# [SET TASKS]
a) In the British Low Culture exhibition text, what reasons does it give for saying Britain is "no longer a real living place"?
b) Continue the British Low Culture exhibition text from where it stops, following its last sentence.

# [TEXT SEGMENT]
TRANSITION OFFSITE

Sluice: Exchange Rates 23-26 October 2014
An international exposition of artworks and
art galleries in & around Bushwick, Brooklyn


British Low Culture

Kirsty Buchanan / Cathy Lomax / Alli Sharma


at Honey Ramka
project space

56 Bogart Street, Bushwick, USA

23 October -
23 November 2014
Fri-Sun, 1-6pm & by appointment

Cathy Lomax & Alli Sharma, Tudor Tat Collection


What has Britain become in the eyes of the world if not a historic theme park? We are no longer a real living place; our great industrial heritage has been recycled into museums and galleries, our factories are restaurants and the newest architecture in London is a big wheel for tourist trips and a high-rise shard, which is predominantly empty save for the Shangri-La hotel. We now survive on our past and endless recreations of our history are written and performed and turned into souvenirs and fan-fiction.

# [DATA LINES]
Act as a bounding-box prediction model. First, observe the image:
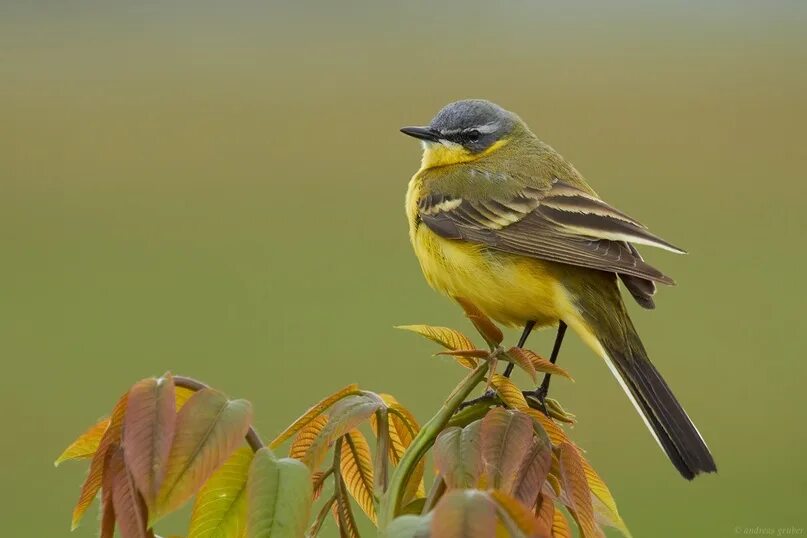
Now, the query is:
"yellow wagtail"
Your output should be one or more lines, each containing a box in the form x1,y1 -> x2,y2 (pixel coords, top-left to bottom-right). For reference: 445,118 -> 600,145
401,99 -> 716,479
==
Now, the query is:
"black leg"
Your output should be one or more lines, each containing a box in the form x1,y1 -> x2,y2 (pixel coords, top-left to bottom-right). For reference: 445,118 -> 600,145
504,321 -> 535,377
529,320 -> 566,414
* * *
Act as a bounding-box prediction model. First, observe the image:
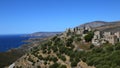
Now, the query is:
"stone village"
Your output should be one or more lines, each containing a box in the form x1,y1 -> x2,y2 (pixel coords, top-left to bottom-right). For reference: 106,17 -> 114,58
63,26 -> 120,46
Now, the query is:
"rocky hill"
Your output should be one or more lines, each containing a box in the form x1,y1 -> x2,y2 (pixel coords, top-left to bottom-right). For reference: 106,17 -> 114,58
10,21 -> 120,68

# [TASK-BY-TASK RESULTS]
a) Britain's industrial heritage has been recycled into museums and galleries, and its factories have become restaurants. London's newest architecture is a big wheel for tourist trips and a high-rise shard that stands mostly empty apart from the Shangri-La hotel.

b)
In this new supposedly classless society, Royalty and the aristocracy, cornerstones of the establishment, have themselves become the lowest brow of culture. The fans who queue for a glimpse of a royal wedding or buy a souvenir T-shirt are either tourists or subjects kept in their place so that the royals can maintain their existence. With the acquiescence of the gossipy, sycophantic tabloids, the high becomes low and an uneasy co-dependence is established.

 

     
Cathy Lomax, Red Tops: Double Babs, Break Up Britain, Their Bliss is a Three Second Kiss, 2014

 

Despite or because of this dumbing down, the status quo is preserved and we are now nominally ruled by a dynasty of millionaires propped up by a predominantly privately educated government (the Prime Minister and many of his cronies are old Etonians). Although they despise it, the upper classes tolerate a little public humiliation because privately they are having the last laugh - they are still in charge. In his diaries, the snobbish ex-MP, Alan Clark, contemplated how to afford the upkeep of his beautiful historic home, Saltwood Castle. He feared that, like many of the great houses in Britain, it would have to open to ‘the public trampling and soiling and scattering crisp packets.’

Snobbish, class obsessed Britain is on its knees but we still love to celebrate the birth of a new prince or cry at the death of a princess. The royal family are in some ways avatars for the lives that we, trapped in mundane drudgery, can never have. So Carry on Henry (and Ann and Elizabeth and Di and William) lets keep recycling the past and forget about the not so great present.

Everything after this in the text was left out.